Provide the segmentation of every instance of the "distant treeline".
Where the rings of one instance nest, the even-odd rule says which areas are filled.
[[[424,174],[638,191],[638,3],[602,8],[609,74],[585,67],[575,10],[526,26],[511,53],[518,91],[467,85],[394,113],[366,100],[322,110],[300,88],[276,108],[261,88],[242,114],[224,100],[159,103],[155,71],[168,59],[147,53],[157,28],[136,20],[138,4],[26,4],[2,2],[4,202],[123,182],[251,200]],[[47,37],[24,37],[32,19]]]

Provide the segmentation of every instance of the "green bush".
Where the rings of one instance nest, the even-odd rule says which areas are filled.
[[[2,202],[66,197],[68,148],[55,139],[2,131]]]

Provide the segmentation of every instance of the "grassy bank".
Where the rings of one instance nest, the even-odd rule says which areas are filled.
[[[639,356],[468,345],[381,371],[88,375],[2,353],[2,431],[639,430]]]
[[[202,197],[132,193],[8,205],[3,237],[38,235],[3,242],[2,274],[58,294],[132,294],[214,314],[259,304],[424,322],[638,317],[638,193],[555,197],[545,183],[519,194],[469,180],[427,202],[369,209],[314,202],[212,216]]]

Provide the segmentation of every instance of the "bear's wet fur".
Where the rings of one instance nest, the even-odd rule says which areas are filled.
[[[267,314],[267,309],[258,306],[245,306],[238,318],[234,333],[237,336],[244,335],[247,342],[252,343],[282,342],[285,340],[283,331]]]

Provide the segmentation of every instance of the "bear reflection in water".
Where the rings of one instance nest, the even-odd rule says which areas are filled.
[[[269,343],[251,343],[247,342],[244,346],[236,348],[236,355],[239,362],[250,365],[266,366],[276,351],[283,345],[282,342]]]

WORK TO DO
Copy all the items above again, putting "outline" wherever "segmentation" appears and keeping everything else the same.

SOLVED EXERCISE
Provide the outline of every instance of the "distant treeline".
Where the rings of one instance nest, the even-odd rule says which areas are filled.
[[[424,174],[638,191],[638,3],[602,8],[609,74],[585,67],[575,10],[526,26],[511,53],[518,91],[467,85],[394,113],[366,100],[322,110],[300,88],[276,108],[261,88],[242,114],[224,100],[159,103],[155,71],[168,59],[147,53],[157,28],[136,20],[138,4],[26,4],[2,2],[4,202],[123,182],[251,200]],[[47,37],[24,37],[32,19]]]

Provide the outline of every instance of the "green bush".
Where the rings of one instance nest, the even-odd rule says which areas are filled.
[[[2,202],[66,197],[68,148],[55,139],[2,131]]]

Provide the outline of every instance of the "grassy bank".
Where the rings of one instance nest, the even-odd rule says which areas are filled.
[[[639,356],[468,345],[381,371],[88,375],[2,353],[2,431],[639,430]]]
[[[202,197],[132,193],[8,205],[3,237],[38,235],[3,242],[2,274],[58,294],[132,294],[214,314],[259,304],[424,322],[638,317],[638,193],[555,197],[545,183],[519,194],[469,180],[427,202],[369,209],[314,202],[212,216]]]

Provide the outline of every instance of the "bear's wet fur".
Where the rings of one instance nest, the even-odd rule says which areas are filled.
[[[267,314],[267,309],[258,306],[245,306],[238,318],[234,333],[237,336],[244,335],[247,342],[252,343],[282,342],[285,340],[283,331]]]

Provide the outline of every instance of the "bear reflection in water".
Where the rings of one instance nest, the even-odd rule says which areas are filled.
[[[269,343],[251,343],[247,342],[244,346],[236,348],[236,355],[239,362],[250,365],[266,366],[276,351],[283,345],[282,342]]]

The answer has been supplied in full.